(Rows from a pointing dataset)

* * * * * * *

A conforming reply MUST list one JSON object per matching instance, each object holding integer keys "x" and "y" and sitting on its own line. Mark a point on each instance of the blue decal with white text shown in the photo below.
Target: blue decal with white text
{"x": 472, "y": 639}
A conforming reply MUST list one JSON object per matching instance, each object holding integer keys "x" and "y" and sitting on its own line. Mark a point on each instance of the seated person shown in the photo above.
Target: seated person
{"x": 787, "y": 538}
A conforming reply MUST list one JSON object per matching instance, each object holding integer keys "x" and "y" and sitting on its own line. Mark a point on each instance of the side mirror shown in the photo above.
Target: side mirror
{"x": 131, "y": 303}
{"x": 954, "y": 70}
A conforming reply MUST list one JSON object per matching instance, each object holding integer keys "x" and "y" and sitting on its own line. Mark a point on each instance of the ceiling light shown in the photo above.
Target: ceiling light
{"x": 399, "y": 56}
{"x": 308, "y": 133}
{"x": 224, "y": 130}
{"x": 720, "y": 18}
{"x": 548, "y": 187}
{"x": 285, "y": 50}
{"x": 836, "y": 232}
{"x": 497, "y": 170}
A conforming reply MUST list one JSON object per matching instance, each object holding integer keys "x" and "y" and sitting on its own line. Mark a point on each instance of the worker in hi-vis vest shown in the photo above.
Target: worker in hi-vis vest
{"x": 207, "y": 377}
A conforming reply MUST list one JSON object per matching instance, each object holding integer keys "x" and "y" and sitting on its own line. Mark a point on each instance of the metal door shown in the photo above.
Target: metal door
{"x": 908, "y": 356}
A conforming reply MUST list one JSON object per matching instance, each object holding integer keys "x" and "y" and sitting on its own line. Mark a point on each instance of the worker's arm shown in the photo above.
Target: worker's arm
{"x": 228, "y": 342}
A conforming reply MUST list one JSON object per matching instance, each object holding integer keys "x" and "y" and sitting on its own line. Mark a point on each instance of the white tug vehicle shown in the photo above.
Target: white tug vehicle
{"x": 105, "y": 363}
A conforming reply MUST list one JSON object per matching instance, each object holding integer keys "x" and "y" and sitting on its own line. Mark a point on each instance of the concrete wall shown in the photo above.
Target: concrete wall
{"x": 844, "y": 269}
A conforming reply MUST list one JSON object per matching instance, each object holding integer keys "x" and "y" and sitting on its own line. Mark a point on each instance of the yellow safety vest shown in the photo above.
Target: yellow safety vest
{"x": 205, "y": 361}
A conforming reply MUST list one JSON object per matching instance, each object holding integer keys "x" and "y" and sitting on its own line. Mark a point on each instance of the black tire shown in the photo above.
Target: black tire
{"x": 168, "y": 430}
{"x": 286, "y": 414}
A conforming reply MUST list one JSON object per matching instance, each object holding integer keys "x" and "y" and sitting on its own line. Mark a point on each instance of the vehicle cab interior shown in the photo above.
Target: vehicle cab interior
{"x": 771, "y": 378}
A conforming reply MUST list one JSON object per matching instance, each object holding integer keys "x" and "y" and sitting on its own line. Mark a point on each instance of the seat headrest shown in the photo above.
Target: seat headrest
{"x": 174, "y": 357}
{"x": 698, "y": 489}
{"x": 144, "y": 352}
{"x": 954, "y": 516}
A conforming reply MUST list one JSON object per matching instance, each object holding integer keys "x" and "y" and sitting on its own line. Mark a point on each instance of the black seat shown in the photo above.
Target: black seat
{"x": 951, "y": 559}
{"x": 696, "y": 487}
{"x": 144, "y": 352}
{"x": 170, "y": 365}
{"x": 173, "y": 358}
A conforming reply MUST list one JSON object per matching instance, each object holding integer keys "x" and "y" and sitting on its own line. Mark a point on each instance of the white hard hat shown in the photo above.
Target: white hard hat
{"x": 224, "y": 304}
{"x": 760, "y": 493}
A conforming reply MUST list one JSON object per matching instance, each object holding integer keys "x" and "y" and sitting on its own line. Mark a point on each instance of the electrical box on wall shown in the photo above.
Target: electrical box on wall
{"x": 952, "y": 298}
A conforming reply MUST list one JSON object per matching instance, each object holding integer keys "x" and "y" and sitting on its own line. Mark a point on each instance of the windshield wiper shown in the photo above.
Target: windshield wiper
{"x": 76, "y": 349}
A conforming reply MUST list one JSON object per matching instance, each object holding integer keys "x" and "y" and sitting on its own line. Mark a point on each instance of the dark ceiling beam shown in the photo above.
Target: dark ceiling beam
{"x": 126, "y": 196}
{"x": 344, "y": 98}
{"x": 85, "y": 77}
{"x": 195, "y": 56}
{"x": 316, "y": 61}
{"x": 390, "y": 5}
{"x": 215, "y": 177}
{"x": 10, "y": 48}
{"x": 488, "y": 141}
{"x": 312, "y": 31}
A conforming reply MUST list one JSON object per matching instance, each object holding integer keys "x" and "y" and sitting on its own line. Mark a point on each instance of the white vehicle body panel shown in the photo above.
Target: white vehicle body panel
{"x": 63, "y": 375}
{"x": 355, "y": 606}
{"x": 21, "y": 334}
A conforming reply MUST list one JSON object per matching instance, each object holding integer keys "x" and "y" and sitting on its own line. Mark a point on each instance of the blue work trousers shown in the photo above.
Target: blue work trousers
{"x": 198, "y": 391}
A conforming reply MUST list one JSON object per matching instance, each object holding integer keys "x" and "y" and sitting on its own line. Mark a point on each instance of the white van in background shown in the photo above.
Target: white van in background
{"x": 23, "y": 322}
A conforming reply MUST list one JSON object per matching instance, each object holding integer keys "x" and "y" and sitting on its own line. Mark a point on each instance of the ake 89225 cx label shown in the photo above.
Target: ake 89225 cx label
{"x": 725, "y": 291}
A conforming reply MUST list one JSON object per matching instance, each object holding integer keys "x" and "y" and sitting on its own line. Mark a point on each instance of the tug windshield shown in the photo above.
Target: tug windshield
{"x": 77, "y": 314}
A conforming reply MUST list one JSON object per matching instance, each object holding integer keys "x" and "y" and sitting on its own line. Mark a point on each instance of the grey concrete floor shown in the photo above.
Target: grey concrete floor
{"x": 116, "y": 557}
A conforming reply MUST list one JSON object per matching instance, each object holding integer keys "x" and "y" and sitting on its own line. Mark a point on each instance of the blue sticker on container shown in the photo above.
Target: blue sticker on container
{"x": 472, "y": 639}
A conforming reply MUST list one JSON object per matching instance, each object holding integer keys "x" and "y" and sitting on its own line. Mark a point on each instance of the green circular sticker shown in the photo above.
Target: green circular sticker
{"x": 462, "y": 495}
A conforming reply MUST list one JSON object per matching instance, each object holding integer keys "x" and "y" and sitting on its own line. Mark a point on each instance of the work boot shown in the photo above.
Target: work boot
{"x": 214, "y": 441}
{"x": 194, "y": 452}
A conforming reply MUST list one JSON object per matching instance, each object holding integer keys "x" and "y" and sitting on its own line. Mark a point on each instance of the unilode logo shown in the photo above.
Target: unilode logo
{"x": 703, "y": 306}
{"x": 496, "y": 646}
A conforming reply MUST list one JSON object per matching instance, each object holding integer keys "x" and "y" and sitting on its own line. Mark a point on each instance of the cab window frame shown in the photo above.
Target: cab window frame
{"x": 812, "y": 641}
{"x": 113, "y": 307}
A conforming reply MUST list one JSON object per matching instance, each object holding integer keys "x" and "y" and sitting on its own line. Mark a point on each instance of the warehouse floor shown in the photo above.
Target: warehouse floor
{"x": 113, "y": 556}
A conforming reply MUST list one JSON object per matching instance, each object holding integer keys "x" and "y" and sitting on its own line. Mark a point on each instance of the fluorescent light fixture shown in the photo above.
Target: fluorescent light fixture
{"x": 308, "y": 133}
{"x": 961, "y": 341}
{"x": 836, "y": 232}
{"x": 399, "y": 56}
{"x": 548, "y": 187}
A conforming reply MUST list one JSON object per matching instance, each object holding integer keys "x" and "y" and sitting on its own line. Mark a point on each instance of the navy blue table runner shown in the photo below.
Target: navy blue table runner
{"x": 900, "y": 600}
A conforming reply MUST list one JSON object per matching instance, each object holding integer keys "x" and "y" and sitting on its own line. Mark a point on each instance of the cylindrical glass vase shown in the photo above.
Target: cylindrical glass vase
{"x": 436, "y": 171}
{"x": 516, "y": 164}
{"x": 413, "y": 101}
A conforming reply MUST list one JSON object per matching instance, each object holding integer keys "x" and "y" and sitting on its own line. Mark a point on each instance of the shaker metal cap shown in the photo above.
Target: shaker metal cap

* * * * * * *

=== What is asked ===
Take the records above from the line that contains "concrete floor shown in the photo above." through the line that contains "Target: grey concrete floor", and format those lines as a numbered list, leaving out any blank lines.

=== Solution to this exercise ===
1. A conforming reply MUST list one JSON object per matching instance, each object holding integer keys "x" and "y" and sitting on its own line. Mark a point on each instance of the grey concrete floor shown in the photo above.
2. Target: grey concrete floor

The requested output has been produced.